+++ 文本段落 +++

我在香港的時候,與他交通到主如何祝福了在臺灣的工作。因此他鼓勵我為著主的工作回去,並留在那裡。』

《今時代神聖啟示的先見,三六七頁》

 

我們中間的文字工作…文字工作從倪弟兄開始…因著有那職事,有神的說話,所以我們的書刊出版越來越多。說到我們中間的文字工作,乃是從倪弟兄開始的。首先,文字工作不屬於任何召會,也不屬於工作團體。在開頭時,是屬於倪弟兄自己的。他釋放話語,然後書房就印發他所釋放的信息…但這個書房還是他個人的,這文字工作還是他個人的。一九四九年以前,我們中間出版的書,大部分是倪弟兄個人的書,只有少數幾本是俞成華弟兄繙譯奧祕派的書,如蓋恩夫人的傳記等,還有幾本我的書,如基督家譜的拾遺等。此外,我們中間沒有別的文字工作,也不出版甚麼別的書。一九四九年我到臺灣,開始在臺灣的工作。一開工我就感覺一定要有文字工作;第二年我到香港與倪弟兄會面,在和他交通時,題起臺灣文字工作的需要。那是因著有第二集詩歌、福音詩歌、及聖經要道等出版的問題,必須得到他的同意。在交通中,他定規從一九五○年起,福音書房除了在上海外,還有一個在臺北,一個在香港。他自己負責上海的書房,我負責臺北的,魏光禧弟兄負責香港的。他說這三個書房就是一個,版權通用,這些都有證明…因著倪弟兄這樣的安排,我們纔在臺北、香港兩地各設立一個福音書房;我們纔有權利,全數出版倪弟兄的書籍。香港福音書房改名為香港教會書室當時我們出版許多倪弟兄的,並沒有向他要版權,因為他已安排這三個書房就是一個,所以仍舊是他的文字工作。初期的時候,每逢香港要出書,都是和我商量、安排、定規。等到倪弟兄進了監,就有消息傳來說,海外不要有甚麼事和倪弟兄有關,免得他被牽連定罪。所以,魏弟兄就和我商量,把『香港福音書房』,改名為『香港教會書室』,但不屬於召會,仍屬福音書房。另外也將兩本書改了名字,一本是『新約』改為『更美之約』,一本是『聖潔沒有瑕疵』改作『榮耀的教會』。

+++

▶ [任務要求]:
根據上面關於文字工作的文本段落回答:
1. 從一九五○年起,香港的福音書房由誰負責?
2. 一九四九年以前,俞成華弟兄繙譯的是哪一派的書?
3. 『聖潔沒有瑕疵』一書後來改作甚麼名字?

+++ 原始資料 +++

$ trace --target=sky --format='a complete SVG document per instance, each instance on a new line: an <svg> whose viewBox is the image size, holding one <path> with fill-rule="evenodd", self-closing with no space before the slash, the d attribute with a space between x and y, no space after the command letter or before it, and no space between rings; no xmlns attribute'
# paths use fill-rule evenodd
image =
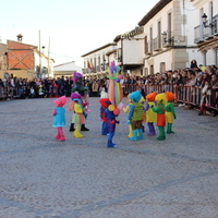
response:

+++

▶ [結果]:
1. 魏光禧弟兄。
2. 奧祕派的書,如蓋恩夫人的傳記等。
3. 『榮耀的教會』。